In a military journal published in July 2024, HaCohen advocated for “non-state contractor companies” and direct Israeli engagement with Palestinians in Gaza. The stated goal was long-term strategic disruption of Hamas’s support base, but UN officials warned it could amount to coerced displacement.
By late 2024, Israeli officials were working closely with Reilly, then at the Virginia-based consultancy Orbis, which had authored a feasibility study on private aid delivery. Two entities, SRS and GHF, were registered in the US in November, and SRS began trial operations during a January ceasefire.
US operatives and contractors step in
According to Wood, SRS has now assumed a leading role in securing four distribution points in southern Gaza, which currently serve as the only entry zones for aid. “The reality is, any food that is getting into Gaza today is more food than got into Gaza yesterday,” Wood told reporters. He claimed that there is no Israeli control over the foundation’s work.
-*-*-
Activity list
A. From the Gaza aid passage, repeat the stretch from "By late 2024, Israeli" through "the foundation’s work." word for word.
B. Answer these questions using the Gaza aid passage:
(i) In what month and year was the military journal carrying HaCohen's proposal published?
(ii) In which state was the consultancy Orbis based?
(iii) According to Wood, how many distribution points in southern Gaza is SRS securing?
C. Write the next part of the Gaza aid passage, picking up after its final sentence.
-*-*-
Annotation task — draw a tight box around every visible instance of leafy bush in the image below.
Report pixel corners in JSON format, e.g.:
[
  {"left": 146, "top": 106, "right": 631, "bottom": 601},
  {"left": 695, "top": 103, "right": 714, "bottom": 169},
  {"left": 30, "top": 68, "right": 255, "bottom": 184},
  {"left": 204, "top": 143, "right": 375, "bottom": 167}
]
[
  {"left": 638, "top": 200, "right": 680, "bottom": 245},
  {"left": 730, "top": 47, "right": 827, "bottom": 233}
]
-*-*-
Expected results
A.
By late 2024, Israeli officials were working closely with Reilly, then at the Virginia-based consultancy Orbis, which had authored a feasibility study on private aid delivery. Two entities, SRS and GHF, were registered in the US in November, and SRS began trial operations during a January ceasefire.
US operatives and contractors step in
According to Wood, SRS has now assumed a leading role in securing four distribution points in southern Gaza, which currently serve as the only entry zones for aid. “The reality is, any food that is getting into Gaza today is more food than got into Gaza yesterday,” Wood told reporters. He claimed that there is no Israeli control over the foundation’s work.

B.
(i) July 2024
(ii) Virginia
(iii) Four

C.
Still, "Israel" claims it is implementing the model under the pretext of preventing aid from reaching Hamas and ensuring stricter oversight at Israeli-occupied checkpoints.
Despite claims of independence, GHF’s structure is riddled with overlapping roles and anonymous donors. Both SRS and GHF were registered by the same US lawyer, James H. Cundiff, and until recently, shared a spokesperson. Wood admitted early funding came from unnamed non-Israeli businessmen, later claiming that a Western European country had contributed over $100 million, a claim that remains unverified, according to the New York Times.
GHF says it supports nearly one million Gazans and employs over 1,000 armed guards, but no independent accounting has been published. The foundation has acknowledged there are at least two similarly named entities, one in the US, one in Switzerland, further complicating verification.
Meanwhile, UN agencies have voiced serious concerns. By cutting them out of the process and limiting aid to the south, the plan risks forcing Palestinians to cross war zones in search of food, effectively aiding "Israel's" push to depopulate northern Gaza.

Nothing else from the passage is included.